▸ **THE TASK**
Copy the lines from the one containing "I'm looking at" through the one containing "305 0 596 17", replacing "tree branch" with "street sign" and keeping everything else unchanged.

▸ **DATA FOR PROCESSING**

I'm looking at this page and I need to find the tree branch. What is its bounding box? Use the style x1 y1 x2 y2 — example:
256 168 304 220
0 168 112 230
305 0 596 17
==
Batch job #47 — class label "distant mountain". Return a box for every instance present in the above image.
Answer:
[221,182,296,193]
...
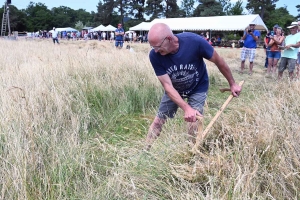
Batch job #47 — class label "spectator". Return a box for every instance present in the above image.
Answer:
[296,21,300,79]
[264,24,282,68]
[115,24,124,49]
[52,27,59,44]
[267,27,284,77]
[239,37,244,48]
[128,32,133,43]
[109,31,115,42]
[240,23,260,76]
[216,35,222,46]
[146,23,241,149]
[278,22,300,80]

▸ **EXPECTED ANSWER**
I'm looking at this page and I need to find the street sign. What is its bounding box? Use the style x1 y1 x2 y2 — example:
256 168 304 220
0 168 112 230
305 0 596 17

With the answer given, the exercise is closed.